Exercise >> Copy every line of the listing below without changing a single character.

Given records >>

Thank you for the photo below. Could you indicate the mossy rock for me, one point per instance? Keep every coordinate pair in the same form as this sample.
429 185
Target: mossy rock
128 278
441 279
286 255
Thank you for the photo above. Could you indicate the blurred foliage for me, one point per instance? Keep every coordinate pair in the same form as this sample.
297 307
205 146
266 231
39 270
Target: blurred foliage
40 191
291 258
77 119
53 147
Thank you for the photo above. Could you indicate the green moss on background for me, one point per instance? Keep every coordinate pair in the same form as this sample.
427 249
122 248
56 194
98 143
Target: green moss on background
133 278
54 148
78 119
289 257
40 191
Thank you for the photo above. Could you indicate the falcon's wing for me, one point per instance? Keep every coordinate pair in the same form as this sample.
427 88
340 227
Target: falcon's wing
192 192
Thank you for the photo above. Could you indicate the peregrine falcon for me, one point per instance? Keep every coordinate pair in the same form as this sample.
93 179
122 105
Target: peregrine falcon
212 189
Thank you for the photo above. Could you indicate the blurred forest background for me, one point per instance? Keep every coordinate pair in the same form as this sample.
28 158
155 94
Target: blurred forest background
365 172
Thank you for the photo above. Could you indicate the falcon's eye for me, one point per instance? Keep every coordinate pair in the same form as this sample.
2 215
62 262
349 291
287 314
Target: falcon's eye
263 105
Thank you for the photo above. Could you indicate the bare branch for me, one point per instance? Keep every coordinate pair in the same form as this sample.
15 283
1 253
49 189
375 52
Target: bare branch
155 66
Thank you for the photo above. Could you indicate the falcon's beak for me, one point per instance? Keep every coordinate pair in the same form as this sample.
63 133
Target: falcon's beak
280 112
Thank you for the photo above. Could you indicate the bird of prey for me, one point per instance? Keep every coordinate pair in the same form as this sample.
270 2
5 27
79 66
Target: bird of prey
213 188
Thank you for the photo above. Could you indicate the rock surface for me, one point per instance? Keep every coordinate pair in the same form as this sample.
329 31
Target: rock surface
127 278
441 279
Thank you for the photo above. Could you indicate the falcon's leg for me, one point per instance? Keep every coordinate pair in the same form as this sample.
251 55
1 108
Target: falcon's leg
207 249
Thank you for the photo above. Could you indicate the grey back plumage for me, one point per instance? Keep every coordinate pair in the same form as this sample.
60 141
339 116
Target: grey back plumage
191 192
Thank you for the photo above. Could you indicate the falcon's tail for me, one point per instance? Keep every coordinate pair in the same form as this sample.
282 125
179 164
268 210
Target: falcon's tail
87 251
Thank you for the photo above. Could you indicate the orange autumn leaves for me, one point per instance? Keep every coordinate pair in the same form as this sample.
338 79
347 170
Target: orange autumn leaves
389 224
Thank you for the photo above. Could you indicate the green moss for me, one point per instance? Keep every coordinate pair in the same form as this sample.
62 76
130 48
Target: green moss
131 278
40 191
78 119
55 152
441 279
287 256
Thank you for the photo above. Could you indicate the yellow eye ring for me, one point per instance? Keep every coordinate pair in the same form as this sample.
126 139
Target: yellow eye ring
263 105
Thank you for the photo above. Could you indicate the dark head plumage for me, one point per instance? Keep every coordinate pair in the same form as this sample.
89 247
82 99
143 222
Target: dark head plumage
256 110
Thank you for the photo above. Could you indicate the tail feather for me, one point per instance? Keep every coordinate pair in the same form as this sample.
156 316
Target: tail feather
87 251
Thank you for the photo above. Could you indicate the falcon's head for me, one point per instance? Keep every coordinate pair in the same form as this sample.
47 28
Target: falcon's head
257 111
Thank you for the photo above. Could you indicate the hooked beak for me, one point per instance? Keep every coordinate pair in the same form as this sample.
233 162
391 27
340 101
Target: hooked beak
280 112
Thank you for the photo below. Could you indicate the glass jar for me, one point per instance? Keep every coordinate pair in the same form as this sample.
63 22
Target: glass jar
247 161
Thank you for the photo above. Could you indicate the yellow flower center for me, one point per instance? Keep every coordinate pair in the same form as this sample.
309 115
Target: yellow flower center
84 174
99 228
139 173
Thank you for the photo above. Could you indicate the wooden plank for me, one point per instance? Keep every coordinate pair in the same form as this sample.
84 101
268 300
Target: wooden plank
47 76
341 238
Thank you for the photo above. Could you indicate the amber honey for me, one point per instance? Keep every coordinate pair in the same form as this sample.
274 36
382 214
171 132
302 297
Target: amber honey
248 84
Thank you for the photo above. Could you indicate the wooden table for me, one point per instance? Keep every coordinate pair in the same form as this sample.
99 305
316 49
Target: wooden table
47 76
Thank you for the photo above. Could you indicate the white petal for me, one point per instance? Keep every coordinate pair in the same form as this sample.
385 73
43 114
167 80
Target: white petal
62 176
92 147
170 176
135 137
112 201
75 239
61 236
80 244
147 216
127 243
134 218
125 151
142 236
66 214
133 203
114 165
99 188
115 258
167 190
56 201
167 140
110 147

Exercise solution >>
Thank you for the photo below. Could you indicate the mossy rock for me, one point per instance? Keep every coordinate pair in the same form as this sample.
429 185
Target: mossy rock
128 278
441 279
286 255
Thank you for the photo above. Could you indicate the blurred foliage for me, one point per instance? Keep every coordinate pair in the same form as this sample.
297 307
205 146
266 231
39 270
Target: blurred foliage
40 191
291 258
77 119
53 147
Thank you for the photo above. Could you indicate the green moss on background for me, one point per instance? Keep every coordinate pair in the same form as this sample.
427 249
122 248
56 194
98 143
Target: green moss on background
133 278
54 148
78 119
289 257
40 191
Thank you for the photo above. Could you indicate the falcon's wing for me, one point per instance? Keep every coordinate pair in the same form as this sample.
427 88
340 227
Target: falcon's wing
192 192
Thank you for the photo above. Could you indicate the peregrine falcon for me, one point per instance? Keep every coordinate pair in the same form as this sample.
93 179
122 105
Target: peregrine falcon
212 189
Thank you for the photo above. Could you indicate the blurred forest background for me, one point per instance? Keep every coordinate pair in the same form as this sample.
28 158
155 94
Target: blurred forest background
365 172
Thank you for the photo above. Could you indicate the falcon's eye for me, one point per instance? Keep every coordinate pair in the same form as this sample.
2 215
62 262
349 291
287 314
Target: falcon's eye
263 105
Thank you for the photo above. Could you indicate the bare branch for me, one point per instance? Keep every coordinate pair in the same form as this sample.
15 283
1 253
49 189
375 52
Target: bare branch
155 66
Thank you for the photo above. Could you indicate the falcon's beak for me, one point per instance? Keep every coordinate pair in the same form as this sample.
63 133
Target: falcon's beak
280 112
Thank you for the photo above. Could you indicate the bird of prey for me, one point per instance? Keep every coordinate pair in the same form as this sample.
270 2
5 27
79 66
Target: bird of prey
213 188
Thank you for the photo above. Could you indicate the rock surface for me, one point per instance? Keep every coordinate pair in the same form as this sample.
329 31
Target: rock surface
127 278
441 279
Thank you for the photo above. Could you indicate the falcon's leg for me, one point per instance? Keep every coordinate pair in the same form as this sample.
251 55
1 108
Target: falcon's leg
207 249
Thank you for the photo above. Could you indicate the grey back plumage for me, one point per instance? Keep every coordinate pair in the same form as this sample.
60 141
339 116
Target: grey back plumage
191 192
Thank you for the photo above. Could you indicate the falcon's tail for me, one point per instance? Keep every coordinate pair in the same form as this sample.
282 125
179 164
268 210
Target: falcon's tail
87 251
Thank you for the photo above. Could you indicate the orange autumn leaves for me, one point per instance? Keep every coordinate pair in the same form as this sample.
338 79
347 170
Target: orange autumn leaves
389 224
Thank you for the photo above. Could you indicate the green moss for me, one point per instance? Keep every coordinate pair in the same form as this sample.
62 76
130 48
Target: green moss
131 278
40 191
78 119
55 152
441 279
287 256
Thank you for the photo above. Could you indicate the yellow eye ring for me, one point per instance? Keep every coordinate pair in the same form as this sample.
126 139
Target: yellow eye ring
263 105
Thank you for the photo above. Could you indicate the dark head plumage for me, one point per instance? Keep every coordinate pair in the same form as this sample.
89 247
82 99
143 222
Target: dark head plumage
256 110
Thank you for the photo above. Could you indicate the tail feather for me, one point per instance? Keep every coordinate pair in the same form as this sample.
156 316
Target: tail feather
87 251
Thank you for the photo above. Could you indicate the falcon's head for me, one point per instance? Keep every coordinate pair in the same form as this sample.
47 28
Target: falcon's head
257 111
Thank you for the photo above. Could you indicate the hooked beak for me, one point per instance? Keep every coordinate pair in the same form as this sample.
233 162
391 27
340 101
Target: hooked beak
280 112
Thank you for the photo below. Could you indicate the glass jar for me, one point per instance? Keep every coordinate pair in the same form as this sample.
63 22
Target: glass jar
247 161
Thank you for the photo above. Could you indicate the yellow flower center for me, one point per instance? Keep every coordinate pair in the same form as this sample.
309 115
Target: yellow flower center
84 174
99 228
139 173
Thank you for the photo above. Could you indicate the wooden plank for me, one point per instance? Keep every coordinate pair in the same form as this sample.
84 101
268 300
Target: wooden plank
47 76
341 238
Thank you for the photo above. Could you indicate the amber honey for me, one point per instance? Keep every coordinate pair in the same form as this sample.
274 36
382 214
171 132
302 297
Target: amber honey
248 84
Thank you for the photo above. Could you indicate the wooden table for me, one point per instance? Keep every coordinate pair in the same form as this sample.
99 305
316 49
Target: wooden table
47 76
Thank you for the photo above. Could you indicate the white petal for me, one point per instance? Keep every coordinate pair in the same form as this sample.
385 73
43 114
167 80
Target: white petal
62 176
92 147
170 176
135 137
112 201
75 239
61 236
80 244
147 216
127 243
134 218
125 151
142 236
66 214
133 203
114 165
99 188
115 258
167 190
56 201
167 140
110 147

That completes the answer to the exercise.